(WORK TO DO):
• A. Count the lines of the records that contain the word "carpet", and give only the number.
• B. Carry on the talk about the Air Force data lake architecture, starting right after its final sentence.

(SOURCE):

########

Because in our environment, we have this fundamental problem, we support Windows, Linux, and Mac, but the data lake is entirely on HDFS. Cloudera wants the data in HDFS, and so does Tamr. So do we need two copies of the data? How do we keep them in sync? I mean, it was going to be a mess. But with this multi-protocol, there’s only one copy of the data, so there’s no synchronization necessary. I mean, the users just save files on their OS the way that they always have, and the data lake just thinks they’ve saved the files in HDFS.
We also don’t have to worry about mirroring permissions between the two locations. Whatever the file level access controls are set, which is important, because in some cases we have visitors from different countries with restricted access to data, but all of that just transfers over to our Cloudera and Tamr applications out of the box because there’s only one copy of the file and only one copy of the permissions, it’s great.
Cloudera, we’ll move on to the middle layer now. Cloudera’s making that multi-node architecture pretty easy. We’ve got a few big VMs, we’ve got Cloudera microservices distributed between them, and so between Cloudera Manager, Spark, HBase, and Solr, my application layer doesn’t even realize it’s running across multiple nodes, it just sees a lot of power.
Then let’s get to the app layer. The first application we’re going to highlight is this data catalog. And there’s really two parts to this, the tagging of the file so that you have something to search against, and then the search application itself. The tagging is Tamr, the visualization actually relies on Solr index, this huge Solr index, which is piped through a UI called Banana, and Banana is the actual user experience.
The second application is the recommendation engine and it’s looking through a bunch of historical data, and then it makes these automatic processes. There are these Spark and HBase jobs running behind the scenes that are coordinated by Tamr.
Now the third application, this is custom machine learning, and it’s the deepest application of the three. We’re actually trying to predict key engineering values in a very complicated, complex, aerodynamic circumstances. We’re actually using finite element simulations and all kinds of things, so this is the most forward looking, and the riskiest of the apps, but it’s well supported in this architecture.
So let’s talk a little bit more about the Isilon. For me, this multi-protocol storage solution is a huge success for the data lake and for AFSEO. It satisfies all the Air Force CDO goals, and our AFSEO immediate priorities for a solution, and it’s kind of easy to remember with this acronym SPEED. There’s a scale out architecture, and it can scale out to 58 petabytes on edge, core, or cloud. Performance keeps the solution simple without sacrifice. It’s efficient, it uses its own [inaudible 00:24:25] or ethernet network to communicate between nodes. It has enterprise features to include availability, redundancy, security, replication, and data protection. And then the data lake itself. Because all the data is HDFS, so it’s a one stop shop. Next slide.
So this Isilon storage solution brings flexibility to our data lake architecture, and as you can see, it supports a wide variety of software analytics platforms and tools. Because of its multi-protocol, traditional IT file share and analytics support, so by supporting all of this on a single platform, you enable us to do in place analytics on consolidated data because much of the [inaudible 00:25:15] processes can be run natively on the Isilon. This alone simplified our data life cycle. We didn’t need any pipelines to move data based on whether it was active or archive data, the data doesn’t have to be moved to leverage the power of the data lake.
So this flexibility, it supports multiple work loads simultaneously, and then the adaptability of it is minimizing our life cycle cost over time.

########

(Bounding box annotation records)

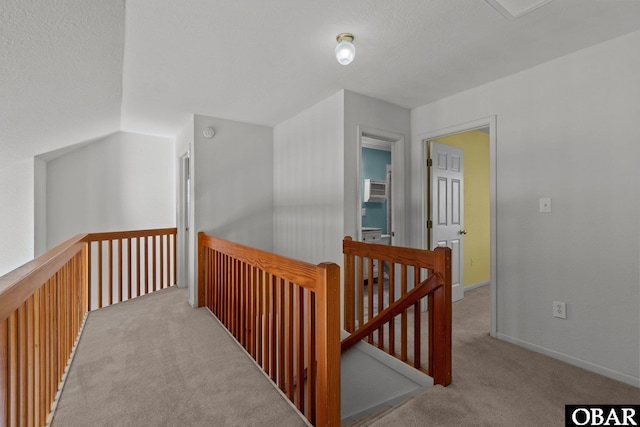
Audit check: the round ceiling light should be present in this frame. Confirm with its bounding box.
[336,33,356,65]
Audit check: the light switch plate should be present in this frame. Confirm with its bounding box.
[540,197,551,213]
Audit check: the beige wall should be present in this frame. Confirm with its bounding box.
[435,130,491,286]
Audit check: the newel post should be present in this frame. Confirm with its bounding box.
[196,231,206,307]
[342,236,356,332]
[429,247,452,386]
[316,263,341,427]
[0,319,9,426]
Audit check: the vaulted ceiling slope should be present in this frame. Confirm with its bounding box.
[0,0,125,159]
[0,0,640,152]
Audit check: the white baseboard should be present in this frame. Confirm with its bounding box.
[497,332,640,388]
[464,280,491,292]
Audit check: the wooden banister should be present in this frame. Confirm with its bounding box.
[197,233,340,426]
[0,228,176,426]
[340,274,444,353]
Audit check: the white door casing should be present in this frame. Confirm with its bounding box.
[427,141,466,301]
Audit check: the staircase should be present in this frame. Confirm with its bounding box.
[340,331,433,426]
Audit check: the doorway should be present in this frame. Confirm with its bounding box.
[355,126,405,246]
[419,116,497,336]
[178,151,191,288]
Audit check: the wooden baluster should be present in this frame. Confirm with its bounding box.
[312,263,341,426]
[7,310,20,427]
[0,320,11,426]
[158,235,166,289]
[269,276,278,383]
[247,266,256,360]
[127,238,133,299]
[151,236,158,292]
[33,289,41,425]
[18,304,27,422]
[41,284,50,421]
[107,239,113,305]
[144,236,149,295]
[344,237,356,332]
[256,269,264,366]
[116,239,124,302]
[400,264,407,362]
[173,233,178,285]
[296,286,305,414]
[284,282,294,402]
[376,259,384,350]
[307,292,317,425]
[96,240,102,308]
[358,257,365,328]
[276,278,285,391]
[25,296,35,425]
[413,267,422,369]
[429,248,452,386]
[136,237,142,297]
[367,258,375,344]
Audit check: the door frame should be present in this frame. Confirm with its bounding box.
[355,125,405,246]
[417,115,498,337]
[177,149,193,288]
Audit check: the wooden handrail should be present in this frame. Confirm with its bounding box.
[342,236,451,386]
[0,228,177,426]
[340,274,444,353]
[0,234,86,323]
[198,233,340,426]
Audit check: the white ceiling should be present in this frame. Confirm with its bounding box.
[0,0,640,152]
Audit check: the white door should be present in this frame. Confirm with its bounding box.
[427,141,466,301]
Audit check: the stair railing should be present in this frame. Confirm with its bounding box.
[341,237,451,386]
[0,228,176,426]
[198,233,340,426]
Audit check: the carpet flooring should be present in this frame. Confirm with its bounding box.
[52,287,307,427]
[52,286,640,427]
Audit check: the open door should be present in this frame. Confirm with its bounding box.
[427,141,467,301]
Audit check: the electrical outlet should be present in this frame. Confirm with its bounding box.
[553,301,567,319]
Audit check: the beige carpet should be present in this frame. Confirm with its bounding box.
[53,286,640,427]
[370,286,640,427]
[52,288,305,427]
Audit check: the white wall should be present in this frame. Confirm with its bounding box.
[411,32,640,386]
[186,115,273,305]
[340,91,411,247]
[273,91,345,265]
[46,132,176,249]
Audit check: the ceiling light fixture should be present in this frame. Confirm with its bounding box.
[336,33,356,65]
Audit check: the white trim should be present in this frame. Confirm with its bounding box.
[204,307,313,427]
[417,115,498,337]
[46,311,91,427]
[464,280,491,292]
[497,333,640,388]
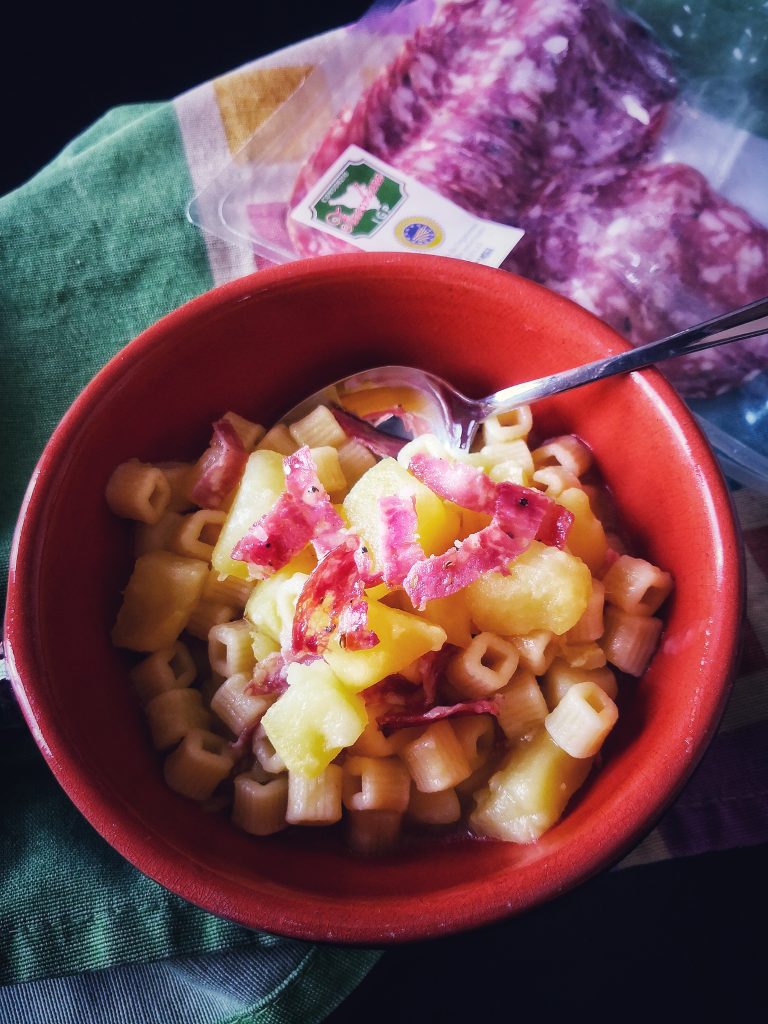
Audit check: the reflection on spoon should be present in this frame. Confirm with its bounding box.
[282,290,768,454]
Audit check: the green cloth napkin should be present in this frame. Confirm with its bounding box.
[0,103,379,1024]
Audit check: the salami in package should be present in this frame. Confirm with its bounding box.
[190,0,768,489]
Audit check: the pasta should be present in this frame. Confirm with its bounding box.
[106,388,673,855]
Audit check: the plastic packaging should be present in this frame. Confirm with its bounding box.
[188,0,768,494]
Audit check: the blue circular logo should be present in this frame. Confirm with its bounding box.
[394,217,445,249]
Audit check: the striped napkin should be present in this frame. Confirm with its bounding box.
[0,8,768,1024]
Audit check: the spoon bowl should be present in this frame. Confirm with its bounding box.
[282,298,768,450]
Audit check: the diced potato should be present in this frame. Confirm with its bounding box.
[469,728,592,843]
[243,553,311,644]
[211,451,286,580]
[344,459,459,564]
[557,487,608,573]
[261,662,368,777]
[420,590,472,647]
[112,551,208,651]
[309,444,347,498]
[466,541,592,636]
[325,601,445,690]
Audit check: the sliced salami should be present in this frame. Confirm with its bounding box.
[289,0,674,255]
[512,164,768,397]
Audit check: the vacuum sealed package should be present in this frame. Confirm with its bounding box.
[189,0,768,493]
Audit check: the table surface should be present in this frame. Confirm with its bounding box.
[0,0,768,1024]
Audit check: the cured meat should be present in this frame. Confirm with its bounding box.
[289,0,768,397]
[504,164,768,397]
[289,0,675,255]
[190,417,248,509]
[402,522,528,611]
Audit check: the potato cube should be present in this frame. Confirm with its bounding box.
[469,728,592,843]
[557,487,608,573]
[211,451,286,580]
[325,601,445,690]
[261,662,368,777]
[466,541,592,636]
[344,459,460,564]
[243,555,309,645]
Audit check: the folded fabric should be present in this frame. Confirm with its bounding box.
[0,37,379,1024]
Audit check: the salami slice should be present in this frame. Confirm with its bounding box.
[512,164,768,397]
[289,0,675,255]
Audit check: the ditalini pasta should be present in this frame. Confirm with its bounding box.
[106,388,673,854]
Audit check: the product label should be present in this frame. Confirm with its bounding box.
[291,145,523,266]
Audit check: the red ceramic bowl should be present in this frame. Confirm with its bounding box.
[6,255,740,943]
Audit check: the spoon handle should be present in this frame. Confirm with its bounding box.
[483,298,768,416]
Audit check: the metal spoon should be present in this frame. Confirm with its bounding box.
[283,298,768,449]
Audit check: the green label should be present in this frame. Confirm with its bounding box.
[311,161,407,237]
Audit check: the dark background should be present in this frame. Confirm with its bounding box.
[0,0,768,1024]
[0,0,371,195]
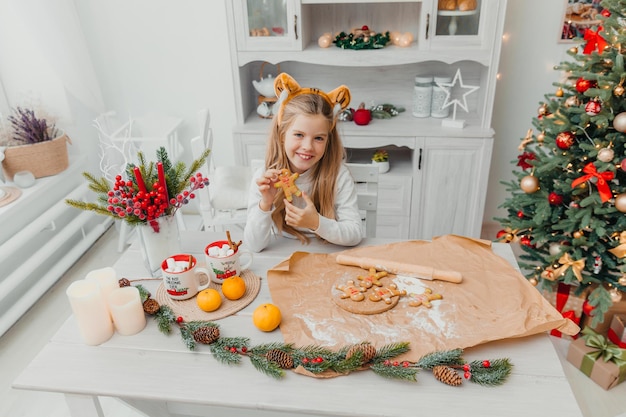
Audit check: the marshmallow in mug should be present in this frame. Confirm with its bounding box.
[209,245,235,258]
[165,258,189,272]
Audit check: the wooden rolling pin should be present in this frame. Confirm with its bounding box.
[337,254,463,284]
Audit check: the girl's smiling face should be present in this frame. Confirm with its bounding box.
[284,114,328,174]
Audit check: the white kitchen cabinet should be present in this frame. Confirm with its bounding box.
[411,138,492,237]
[226,0,506,239]
[0,157,112,335]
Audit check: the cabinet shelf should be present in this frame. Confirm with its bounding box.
[237,44,491,68]
[235,105,494,139]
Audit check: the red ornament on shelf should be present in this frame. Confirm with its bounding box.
[576,77,595,93]
[548,191,563,206]
[585,100,602,116]
[556,132,575,149]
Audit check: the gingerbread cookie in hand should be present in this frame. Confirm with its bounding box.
[274,168,302,202]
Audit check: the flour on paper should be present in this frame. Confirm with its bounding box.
[394,275,457,339]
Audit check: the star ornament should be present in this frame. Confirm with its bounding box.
[437,68,480,120]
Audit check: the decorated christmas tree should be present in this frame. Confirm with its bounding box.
[496,0,626,326]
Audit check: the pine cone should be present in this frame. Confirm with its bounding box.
[346,343,376,364]
[143,298,161,315]
[433,365,463,387]
[265,349,293,369]
[193,326,220,345]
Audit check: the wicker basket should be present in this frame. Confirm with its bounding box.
[2,133,72,180]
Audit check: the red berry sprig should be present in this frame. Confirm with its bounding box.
[170,172,209,208]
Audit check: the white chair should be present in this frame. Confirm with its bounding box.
[346,163,378,237]
[191,122,253,230]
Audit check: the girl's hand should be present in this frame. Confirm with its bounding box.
[256,169,280,211]
[285,192,320,230]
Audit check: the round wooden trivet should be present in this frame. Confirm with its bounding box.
[156,270,261,321]
[330,277,400,314]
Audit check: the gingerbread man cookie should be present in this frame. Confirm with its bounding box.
[369,284,406,304]
[274,168,302,202]
[357,268,387,288]
[337,280,365,301]
[409,288,443,308]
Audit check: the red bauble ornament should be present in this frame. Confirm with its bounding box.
[519,236,532,246]
[352,103,372,126]
[556,132,575,149]
[585,100,602,116]
[576,77,595,93]
[548,191,563,206]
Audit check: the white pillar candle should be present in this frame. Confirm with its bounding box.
[85,266,120,305]
[109,287,146,336]
[65,280,114,346]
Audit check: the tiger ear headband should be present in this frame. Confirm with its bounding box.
[274,72,351,123]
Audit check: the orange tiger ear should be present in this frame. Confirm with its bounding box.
[274,72,301,97]
[274,72,351,122]
[328,85,352,110]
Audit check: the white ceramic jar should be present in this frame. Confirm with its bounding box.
[430,77,452,119]
[413,75,433,117]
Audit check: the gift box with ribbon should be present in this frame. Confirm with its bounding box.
[542,282,586,339]
[607,314,626,349]
[579,294,626,334]
[567,327,626,390]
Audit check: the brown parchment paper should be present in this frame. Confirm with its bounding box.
[267,235,580,361]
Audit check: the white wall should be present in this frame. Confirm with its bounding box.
[0,0,571,231]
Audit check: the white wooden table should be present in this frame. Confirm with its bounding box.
[13,232,582,417]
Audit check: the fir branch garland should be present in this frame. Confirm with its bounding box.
[119,278,513,386]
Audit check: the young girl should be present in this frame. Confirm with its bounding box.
[243,73,362,252]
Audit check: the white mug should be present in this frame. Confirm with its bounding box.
[161,254,211,300]
[204,240,252,284]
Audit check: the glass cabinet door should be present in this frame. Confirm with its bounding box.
[429,0,497,47]
[234,0,302,51]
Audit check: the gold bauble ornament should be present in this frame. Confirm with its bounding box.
[317,33,333,48]
[548,243,563,256]
[537,103,548,116]
[520,175,539,194]
[613,112,626,133]
[609,288,622,303]
[565,96,580,107]
[598,148,615,162]
[537,132,546,143]
[615,193,626,213]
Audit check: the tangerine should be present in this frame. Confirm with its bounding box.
[222,275,246,300]
[196,288,222,312]
[252,303,282,332]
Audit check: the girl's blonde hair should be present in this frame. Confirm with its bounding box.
[265,94,346,243]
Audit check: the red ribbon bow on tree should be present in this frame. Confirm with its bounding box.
[572,162,615,203]
[583,26,607,55]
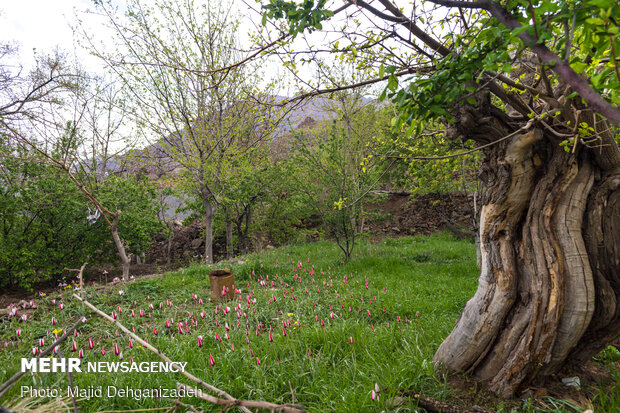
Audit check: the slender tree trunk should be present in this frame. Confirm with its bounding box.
[110,212,131,280]
[203,197,215,264]
[166,224,174,265]
[235,215,244,254]
[434,103,620,397]
[243,205,252,254]
[226,220,234,258]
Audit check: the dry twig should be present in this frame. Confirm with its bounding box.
[0,317,86,398]
[73,294,252,413]
[177,383,305,413]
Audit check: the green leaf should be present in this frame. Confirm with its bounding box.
[570,62,588,73]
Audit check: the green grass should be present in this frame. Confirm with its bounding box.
[0,234,620,412]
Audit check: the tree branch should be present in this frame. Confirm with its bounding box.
[73,294,252,413]
[177,383,305,413]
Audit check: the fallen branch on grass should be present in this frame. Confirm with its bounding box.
[0,317,86,398]
[390,391,492,413]
[73,294,262,413]
[177,383,305,413]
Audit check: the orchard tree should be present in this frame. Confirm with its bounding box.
[263,0,620,396]
[84,0,280,263]
[292,91,391,261]
[0,48,156,277]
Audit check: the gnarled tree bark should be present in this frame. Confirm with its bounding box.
[434,100,620,397]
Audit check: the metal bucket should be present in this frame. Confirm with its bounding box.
[209,269,235,302]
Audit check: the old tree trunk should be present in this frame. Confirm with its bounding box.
[434,100,620,397]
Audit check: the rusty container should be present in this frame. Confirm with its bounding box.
[209,269,235,302]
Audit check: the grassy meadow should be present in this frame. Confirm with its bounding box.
[0,234,620,412]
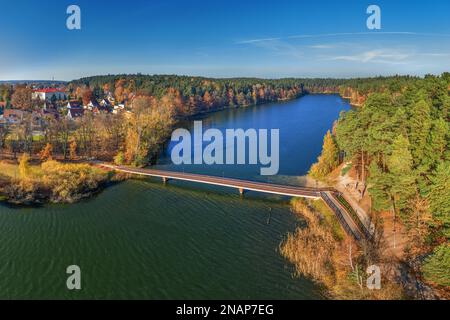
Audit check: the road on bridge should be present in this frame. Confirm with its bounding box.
[96,163,367,240]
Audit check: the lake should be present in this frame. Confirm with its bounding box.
[0,95,350,299]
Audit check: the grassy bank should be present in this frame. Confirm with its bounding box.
[280,199,403,300]
[0,155,116,205]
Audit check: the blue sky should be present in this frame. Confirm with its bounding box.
[0,0,450,80]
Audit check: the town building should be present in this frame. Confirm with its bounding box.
[32,88,67,101]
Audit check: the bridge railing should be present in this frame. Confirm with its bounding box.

########

(ANSWERS BELOW):
• A. 2

• B.
So before we start getting into the three applications, I’d like Aaron to give a demo of the processing foundation.

Aaron:
Great, thanks Donna. So as you’ve heard, at the core of AFSEO’s mission to accelerate its workflow is the need to unite data across engineering and disciplinary boundaries. Doing so enables the integration of multiple data sources into a singular global reference, which in turn powers the automated logic and analytics we’ve been talking about. The essential currency of AFSEO is the configuration, as Donna mentioned, and the configuration is made up of multiple stores. These are pylons, launchers, or munitions that can be attached to the wing of an aircraft and deployed from it.
As we’ve seen, AFSEO generates a lot of data about these stores, and each engineering discipline stores its store data in a variety of files. Some of these are very well formulated tabular documents with unique identifiers and model names and column names at different granularity levels, while others are just concatenated lists of free text parses or terabytes of historical data.
These highly variable sources must be unified into a common system of reference so that wind tunnel tests, mass properties, flight tests, and more can be analyzed automatically. Here, we used Tamr’s machine learning platform to power this unification. The first step in this process is taking the individual columns from each of our input datasets, shown here on the left hand side of the screen, and mapping them to a single unified dataset containing references to the stores from each of the individual data silos, which is shown on the right hand side of the screen.
This results in a large data frame that spans all of the input datasets and contains columns identifying key reference aspects of the store. Things like a common name, a model, or an internal ID number. And this is where Tamr’s machine learning kicks in.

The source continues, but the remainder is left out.